The tasks:
(A) Answer these about the Bridge River excavation article:
(i) What is the title of the newly released book?
(ii) How many superimposed floors does Housepit 54 include?
(iii) What years does the article give for the Lillooet Gold Rush?
(B) From the Bridge River excavation article, write out the passage starting with "A University of" and going on through "and group interaction.", substituting "partly underground" for "semi-subterranean".

Page excerpt:
----------------------------------------

A University of Montana anthropology professor’s research is helping fill holes in the history of indigenous peoples living in the Pacific Northwest during the time of the Fur Trade.
Through excavations of a semi-subterranean dwelling in southern interior British Columbia, Anna Prentiss found that ancestors of today’s St’át’imc people were actively engaged in maintaining traditional lifestyles while making the best of new opportunities for trade and group interaction.
Her research is outlined in the newly released book, “The Last House at Bridge River.”
“This is the first complete excavation and study of an aboriginal household from the early- to mid-19th century in the interior Plateau region,” Prentiss said. “The deeper floors span circa 1,000 to 1,500 years ago and are providing unprecedented insight into the unfolding of household and village history.”
The single home, known as Housepit 54, includes the longest fully documented occupation sequence in the Pacific Northwest region – one of the longest single house sequences found anywhere – 17 superimposed floors. Prentiss’ book details the home’s final occupation during the late Canadian Fur Trade period.
“Our data suggest that this was the last pithouse occupied at the Bridge River site just before the region was overrun by thousands of miners associated with the Lillooet Gold Rush of 1858 to 1861,” Prentiss said.

----------------------------------------

Dataset rows:
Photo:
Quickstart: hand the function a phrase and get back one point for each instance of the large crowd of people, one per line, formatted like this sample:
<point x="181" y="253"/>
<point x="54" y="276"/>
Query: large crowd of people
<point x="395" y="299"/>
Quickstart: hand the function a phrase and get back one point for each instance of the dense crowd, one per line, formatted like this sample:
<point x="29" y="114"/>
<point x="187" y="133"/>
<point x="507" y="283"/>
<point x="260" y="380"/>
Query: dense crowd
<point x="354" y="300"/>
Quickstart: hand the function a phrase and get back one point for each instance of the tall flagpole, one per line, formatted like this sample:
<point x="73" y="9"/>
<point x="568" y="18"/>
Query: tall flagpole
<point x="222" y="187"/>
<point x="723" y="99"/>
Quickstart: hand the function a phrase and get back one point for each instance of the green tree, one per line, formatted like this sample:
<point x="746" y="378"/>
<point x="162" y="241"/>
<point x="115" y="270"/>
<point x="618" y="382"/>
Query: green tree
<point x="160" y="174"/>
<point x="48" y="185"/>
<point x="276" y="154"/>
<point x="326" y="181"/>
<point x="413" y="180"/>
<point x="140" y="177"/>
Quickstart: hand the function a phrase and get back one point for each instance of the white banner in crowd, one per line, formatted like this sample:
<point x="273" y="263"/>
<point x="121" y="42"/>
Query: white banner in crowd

----------------------------------------

Task-by-task results:
(A)
(i) "The Last House at Bridge River"
(ii) 17
(iii) 1858 to 1861

(B)
A University of Montana anthropology professor’s research is helping fill holes in the history of indigenous peoples living in the Pacific Northwest during the time of the Fur Trade.
Through excavations of a partly underground dwelling in southern interior British Columbia, Anna Prentiss found that ancestors of today’s St’át’imc people were actively engaged in maintaining traditional lifestyles while making the best of new opportunities for trade and group interaction.